> _Фрагмент текста_:
«О!» на этом месте в стихотворении, на этой середине, на перекрестке, на этой графической ступеньке — идущее одновременно вверх и вниз. И падающее, плачущее, как ребенок, и взлетающее в воздух, и исходящее слезами. И горячее, и холодеющее. Это и «ноль», ничего не значащий, и начало отсчета. Это место — место самого человека, укол бытия, где ты сам стоишь, это звук «о!», ко-торый в предложении соединил название пред-мета («дикий шиповник») и его определение («ранящий сад мирозданья»). В сущности, это то, где в предложении-определении должен стоять глагол связка «есть»: «дикий шиповник» есть «ранящий сад мирозданья». Только связка «о!» дает почувствовать боль и дыхание, спрятанное в любом акте нашего бытия, в любом полагании существования чего-то. Это почти ответ Хайдеггеру, считавшему «быть» самой неприметной, служебной частью речи, нет, это «о!», — как бы отвечает Седакова, — вывод на свет, это восхищение и боль. Если, по мнению Ольги Седаковой, поэзия ХХ века, особенного пика достигшая в Пауле Целане, — это поэзия «глагола» как части речи, то ее поэзия, повторимся, — это поэзия «служебных» частей речи. Ибо они — именно они — стоят у нее на центральных ударных местах.

> _Серия записей_:

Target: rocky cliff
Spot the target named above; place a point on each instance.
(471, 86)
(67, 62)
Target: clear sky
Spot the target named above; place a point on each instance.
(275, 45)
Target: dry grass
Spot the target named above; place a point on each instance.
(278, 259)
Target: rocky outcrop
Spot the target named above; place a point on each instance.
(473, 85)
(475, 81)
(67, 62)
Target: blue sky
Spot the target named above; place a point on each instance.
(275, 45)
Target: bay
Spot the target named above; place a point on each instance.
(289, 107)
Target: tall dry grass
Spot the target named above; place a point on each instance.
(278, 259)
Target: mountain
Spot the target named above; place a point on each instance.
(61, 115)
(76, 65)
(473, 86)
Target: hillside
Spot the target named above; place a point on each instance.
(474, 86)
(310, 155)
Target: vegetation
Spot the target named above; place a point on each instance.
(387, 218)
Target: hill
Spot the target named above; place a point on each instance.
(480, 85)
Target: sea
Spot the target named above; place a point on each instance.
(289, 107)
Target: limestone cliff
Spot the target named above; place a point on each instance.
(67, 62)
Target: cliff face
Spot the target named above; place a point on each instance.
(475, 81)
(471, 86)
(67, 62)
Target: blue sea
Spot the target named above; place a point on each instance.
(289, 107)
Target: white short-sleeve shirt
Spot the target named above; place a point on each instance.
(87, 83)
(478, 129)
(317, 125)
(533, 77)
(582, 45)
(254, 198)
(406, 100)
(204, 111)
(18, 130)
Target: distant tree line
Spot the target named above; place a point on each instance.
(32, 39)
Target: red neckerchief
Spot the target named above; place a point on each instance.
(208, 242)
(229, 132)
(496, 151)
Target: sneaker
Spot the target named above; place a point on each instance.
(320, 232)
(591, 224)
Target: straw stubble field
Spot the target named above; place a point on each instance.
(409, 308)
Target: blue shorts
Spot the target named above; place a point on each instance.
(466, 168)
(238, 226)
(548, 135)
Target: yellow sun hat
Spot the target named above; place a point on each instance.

> _Что требуется_: В каком поэте, согласно фрагменту текста, поэзия XX века, по мнению Ольги Седаковой, достигла особенного пика?

> _Ожидаемый ответ_: В Пауле Целане.